:: Material to process ::

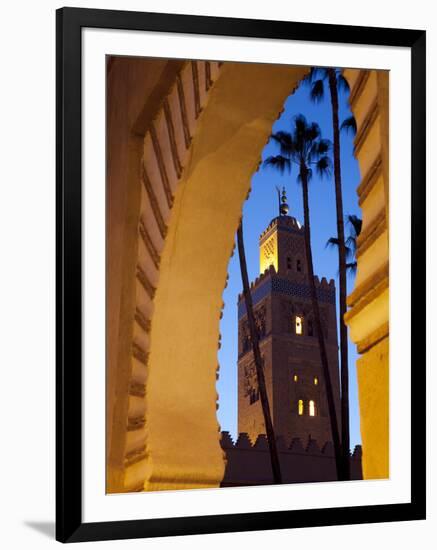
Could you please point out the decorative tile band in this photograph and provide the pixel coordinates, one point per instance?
(172, 138)
(277, 285)
(183, 108)
(161, 165)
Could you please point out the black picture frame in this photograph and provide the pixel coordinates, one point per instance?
(69, 525)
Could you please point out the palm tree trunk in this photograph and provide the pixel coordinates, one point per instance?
(274, 457)
(321, 339)
(344, 369)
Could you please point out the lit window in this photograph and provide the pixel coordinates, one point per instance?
(312, 408)
(310, 328)
(300, 407)
(299, 325)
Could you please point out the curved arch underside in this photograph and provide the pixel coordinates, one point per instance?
(184, 142)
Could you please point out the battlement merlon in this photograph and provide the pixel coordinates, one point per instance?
(323, 283)
(296, 445)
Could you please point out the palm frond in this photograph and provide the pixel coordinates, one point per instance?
(285, 142)
(351, 243)
(281, 163)
(352, 267)
(349, 124)
(342, 83)
(333, 241)
(317, 92)
(323, 166)
(356, 223)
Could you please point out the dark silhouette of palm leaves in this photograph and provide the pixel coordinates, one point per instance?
(355, 225)
(304, 146)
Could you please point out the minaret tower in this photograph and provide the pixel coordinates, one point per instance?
(288, 341)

:::

Reproduce every one of the records above word for word, leaving out the pictures.

Output of the exercise:
Could you please point out the decorative tile band in this photograph and provide the pixel coordinates, one point per instance?
(172, 138)
(277, 285)
(183, 108)
(161, 165)
Could you please point out the black picture frame in this photograph and provide the pixel coordinates, one point per instance?
(69, 525)
Could you please point out the palm tree trunk in this photograph and provide the pixel coordinates, one point per instance?
(274, 457)
(321, 339)
(344, 369)
Could you please point out the lit window in this photograph and provide the pixel coordinates, one point per instance?
(312, 408)
(310, 328)
(300, 407)
(299, 325)
Could you please point out the curved arch underside in this photograph and provide the pixel coordinates, one point per instance?
(184, 142)
Could you please point out the battlement merlon in this photograph and provide the pixel coordinates, one point per instance?
(323, 283)
(296, 445)
Could you please point out the palm frond in this photograph and provide the pixel coordinates, one point per instance?
(285, 142)
(351, 243)
(281, 163)
(352, 267)
(349, 124)
(342, 83)
(333, 241)
(317, 92)
(323, 166)
(356, 223)
Could you please point out the dark silhouette of palm leaves in this photograph and provide the pixel coordinates, one point per instance?
(355, 225)
(304, 146)
Could you please point out the minaret tower in this photograph and provide the pixel coordinates, one point per instance?
(288, 341)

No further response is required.